[Stored items]
***
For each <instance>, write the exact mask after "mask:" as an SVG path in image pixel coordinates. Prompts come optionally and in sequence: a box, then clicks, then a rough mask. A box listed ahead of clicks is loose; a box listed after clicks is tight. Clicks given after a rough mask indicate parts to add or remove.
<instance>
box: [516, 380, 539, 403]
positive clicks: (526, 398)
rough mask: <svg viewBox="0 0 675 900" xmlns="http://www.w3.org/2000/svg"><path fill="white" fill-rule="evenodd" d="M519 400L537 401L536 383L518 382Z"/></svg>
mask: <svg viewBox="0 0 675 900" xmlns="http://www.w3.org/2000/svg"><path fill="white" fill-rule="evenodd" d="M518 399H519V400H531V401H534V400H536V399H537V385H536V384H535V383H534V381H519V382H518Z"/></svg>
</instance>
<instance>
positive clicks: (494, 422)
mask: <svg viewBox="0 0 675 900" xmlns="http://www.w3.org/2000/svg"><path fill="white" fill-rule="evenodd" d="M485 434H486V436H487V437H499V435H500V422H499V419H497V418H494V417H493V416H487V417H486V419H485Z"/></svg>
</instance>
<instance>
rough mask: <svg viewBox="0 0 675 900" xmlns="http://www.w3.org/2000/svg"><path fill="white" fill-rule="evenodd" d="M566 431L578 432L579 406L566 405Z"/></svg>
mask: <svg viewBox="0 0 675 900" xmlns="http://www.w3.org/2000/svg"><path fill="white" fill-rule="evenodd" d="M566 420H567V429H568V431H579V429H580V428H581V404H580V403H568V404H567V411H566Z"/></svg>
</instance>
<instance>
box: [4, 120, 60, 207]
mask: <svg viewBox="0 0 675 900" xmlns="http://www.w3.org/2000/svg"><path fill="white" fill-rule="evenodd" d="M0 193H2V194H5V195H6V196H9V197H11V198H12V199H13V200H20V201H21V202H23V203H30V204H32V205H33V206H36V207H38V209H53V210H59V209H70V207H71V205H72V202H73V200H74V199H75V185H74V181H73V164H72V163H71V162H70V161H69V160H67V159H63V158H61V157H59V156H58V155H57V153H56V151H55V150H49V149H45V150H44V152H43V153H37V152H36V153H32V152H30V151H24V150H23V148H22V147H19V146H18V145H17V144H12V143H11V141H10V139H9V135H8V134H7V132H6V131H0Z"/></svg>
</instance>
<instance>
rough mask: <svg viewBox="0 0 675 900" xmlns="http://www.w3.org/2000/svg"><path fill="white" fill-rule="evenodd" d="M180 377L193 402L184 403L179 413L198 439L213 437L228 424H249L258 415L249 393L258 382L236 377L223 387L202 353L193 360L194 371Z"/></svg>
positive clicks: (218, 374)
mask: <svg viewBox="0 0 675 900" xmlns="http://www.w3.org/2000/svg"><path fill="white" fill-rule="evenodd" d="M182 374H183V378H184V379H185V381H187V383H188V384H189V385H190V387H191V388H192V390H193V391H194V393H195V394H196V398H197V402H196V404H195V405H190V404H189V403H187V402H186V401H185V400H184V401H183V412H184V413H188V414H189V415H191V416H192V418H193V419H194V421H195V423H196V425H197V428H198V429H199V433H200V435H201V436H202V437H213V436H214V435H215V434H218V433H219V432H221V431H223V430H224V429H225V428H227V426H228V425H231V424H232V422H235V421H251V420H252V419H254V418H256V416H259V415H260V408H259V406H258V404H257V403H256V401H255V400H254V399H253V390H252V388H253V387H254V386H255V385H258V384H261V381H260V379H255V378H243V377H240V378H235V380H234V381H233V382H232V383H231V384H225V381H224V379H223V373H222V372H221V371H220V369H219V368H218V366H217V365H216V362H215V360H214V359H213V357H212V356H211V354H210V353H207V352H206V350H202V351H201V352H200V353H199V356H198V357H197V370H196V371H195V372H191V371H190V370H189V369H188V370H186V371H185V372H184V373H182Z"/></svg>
***
Repeat every entry exactly, leaving nothing out.

For each <instance>, write the exact mask after "mask:" as an SVG path in image pixel coordinates. Prompts come optionally and in sequence: a box, then clicks, then a rough mask. A box listed ahead of clicks is loose; a box listed after clicks is tight. Clicks given after a rough mask indicate parts to add or remove.
<instance>
box: [516, 380, 539, 403]
positive clicks: (526, 398)
rough mask: <svg viewBox="0 0 675 900" xmlns="http://www.w3.org/2000/svg"><path fill="white" fill-rule="evenodd" d="M519 400L537 401L536 383L518 382Z"/></svg>
mask: <svg viewBox="0 0 675 900" xmlns="http://www.w3.org/2000/svg"><path fill="white" fill-rule="evenodd" d="M518 399H519V400H531V401H534V400H536V399H537V385H536V384H535V383H534V381H519V382H518Z"/></svg>
</instance>
<instance>
positive clicks: (494, 422)
mask: <svg viewBox="0 0 675 900" xmlns="http://www.w3.org/2000/svg"><path fill="white" fill-rule="evenodd" d="M485 434H486V436H487V437H499V435H500V422H499V419H497V418H494V417H493V416H487V417H486V419H485Z"/></svg>
</instance>
<instance>
rough mask: <svg viewBox="0 0 675 900" xmlns="http://www.w3.org/2000/svg"><path fill="white" fill-rule="evenodd" d="M566 431L578 432L579 406L566 405Z"/></svg>
mask: <svg viewBox="0 0 675 900" xmlns="http://www.w3.org/2000/svg"><path fill="white" fill-rule="evenodd" d="M566 420H567V429H568V431H579V429H580V428H581V404H580V403H568V404H567V411H566Z"/></svg>
</instance>
<instance>
box: [4, 120, 60, 207]
mask: <svg viewBox="0 0 675 900" xmlns="http://www.w3.org/2000/svg"><path fill="white" fill-rule="evenodd" d="M0 193H2V194H5V195H6V196H9V197H11V198H12V199H13V200H20V201H21V202H23V203H30V204H32V205H33V206H36V207H38V209H53V210H59V209H70V207H71V205H72V202H73V200H74V199H75V185H74V181H73V164H72V163H71V162H70V161H69V160H67V159H63V158H61V157H59V156H58V155H57V153H56V151H55V150H49V149H45V150H44V152H43V153H37V152H36V153H32V152H30V151H24V150H23V148H22V147H19V146H18V145H17V144H12V143H11V141H10V139H9V135H8V134H7V132H6V131H0Z"/></svg>
</instance>
<instance>
rough mask: <svg viewBox="0 0 675 900" xmlns="http://www.w3.org/2000/svg"><path fill="white" fill-rule="evenodd" d="M180 377L193 402L184 403L179 413L198 439L213 437L228 424H249L258 415L249 393L258 382L236 377L223 387L202 353L193 360L194 371Z"/></svg>
positive clicks: (218, 374)
mask: <svg viewBox="0 0 675 900" xmlns="http://www.w3.org/2000/svg"><path fill="white" fill-rule="evenodd" d="M182 374H183V378H184V379H185V381H187V383H188V384H189V385H190V387H191V388H192V390H193V391H194V393H195V394H196V398H197V402H196V404H195V405H190V404H189V403H187V402H186V401H185V400H184V401H183V412H184V413H188V414H189V415H191V416H192V418H193V419H194V421H195V423H196V425H197V428H198V429H199V433H200V435H201V436H202V437H213V436H214V435H215V434H218V433H219V432H221V431H223V430H224V429H225V428H227V426H228V425H231V424H232V422H235V421H251V420H252V419H254V418H256V416H259V415H260V408H259V406H258V404H257V403H256V401H255V400H254V399H253V390H252V388H253V387H254V386H255V385H258V384H261V381H260V379H255V378H243V377H240V378H235V380H234V381H233V382H232V383H231V384H225V381H224V379H223V373H222V372H221V371H220V369H219V368H218V366H217V365H216V362H215V360H214V359H213V357H212V356H211V354H210V353H207V352H206V350H202V351H201V352H200V353H199V356H198V357H197V370H196V371H195V372H191V371H190V370H189V369H188V370H186V371H185V372H184V373H182Z"/></svg>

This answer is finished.